[Dataset excerpts on object pointing]
──────────

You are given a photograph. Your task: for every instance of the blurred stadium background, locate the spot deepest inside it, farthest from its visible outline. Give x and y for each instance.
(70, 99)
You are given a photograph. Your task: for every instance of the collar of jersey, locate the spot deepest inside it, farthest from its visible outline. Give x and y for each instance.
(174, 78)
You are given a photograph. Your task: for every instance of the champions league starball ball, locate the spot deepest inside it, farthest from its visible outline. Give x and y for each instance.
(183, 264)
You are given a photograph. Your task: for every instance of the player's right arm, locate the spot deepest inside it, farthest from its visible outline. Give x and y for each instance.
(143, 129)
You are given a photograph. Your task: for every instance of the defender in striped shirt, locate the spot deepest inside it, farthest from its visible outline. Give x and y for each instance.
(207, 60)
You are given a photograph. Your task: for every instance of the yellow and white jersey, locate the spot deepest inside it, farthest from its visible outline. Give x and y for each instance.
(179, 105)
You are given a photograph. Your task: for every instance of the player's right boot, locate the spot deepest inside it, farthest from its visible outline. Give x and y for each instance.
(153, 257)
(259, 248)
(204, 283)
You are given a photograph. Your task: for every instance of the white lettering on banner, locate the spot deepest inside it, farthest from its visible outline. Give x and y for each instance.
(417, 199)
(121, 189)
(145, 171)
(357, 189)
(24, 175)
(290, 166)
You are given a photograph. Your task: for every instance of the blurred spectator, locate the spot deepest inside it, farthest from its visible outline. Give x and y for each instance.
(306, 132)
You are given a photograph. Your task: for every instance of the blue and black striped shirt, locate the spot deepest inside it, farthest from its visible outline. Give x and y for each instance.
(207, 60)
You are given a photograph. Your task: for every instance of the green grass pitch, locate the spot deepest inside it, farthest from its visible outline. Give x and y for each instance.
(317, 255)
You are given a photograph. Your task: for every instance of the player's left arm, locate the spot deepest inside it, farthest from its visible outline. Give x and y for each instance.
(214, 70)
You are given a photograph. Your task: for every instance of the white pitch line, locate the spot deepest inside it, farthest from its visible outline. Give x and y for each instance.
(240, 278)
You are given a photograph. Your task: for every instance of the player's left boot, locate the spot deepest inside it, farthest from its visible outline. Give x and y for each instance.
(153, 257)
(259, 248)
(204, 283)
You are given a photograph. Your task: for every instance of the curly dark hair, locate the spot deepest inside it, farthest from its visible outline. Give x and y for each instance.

──────────

= Work required =
Write out the lines above, starting at the line that contains "of the blue" and ending with the final line, and nothing else; copy them exactly.

= Answer to this problem =
You are given a photograph. Your task: for every instance of the blue and black striped shirt, locate the spot deepest inside it, farthest from its visible outline. Give x and y for each instance.
(207, 60)
You are given a photograph. Your task: for every instance of the green grass pitch, locate the spot deepest inside it, farthest from its visible outline. Give x and y for each instance.
(317, 255)
You are given a photograph. Your task: for every instance of the player's left arm, locate the spot deepest inside it, farthest from its visible outline. Give x and y for each instance.
(214, 70)
You are given a photograph. Your task: for every instance of the white pitch line, locate the spot deepest inside it, farthest from its visible outline. Give x and y for each instance.
(240, 278)
You are given a photograph. Your task: for every instance of the player's left boot, locate the spot deepest inside it, farthest from its visible outline. Give x and y for each instance.
(153, 257)
(259, 248)
(204, 283)
You are given a photograph. Your task: for every instance of the curly dark hair, locate the spot deepest inside it, farthest from its visible outline. Give x and y for each instance.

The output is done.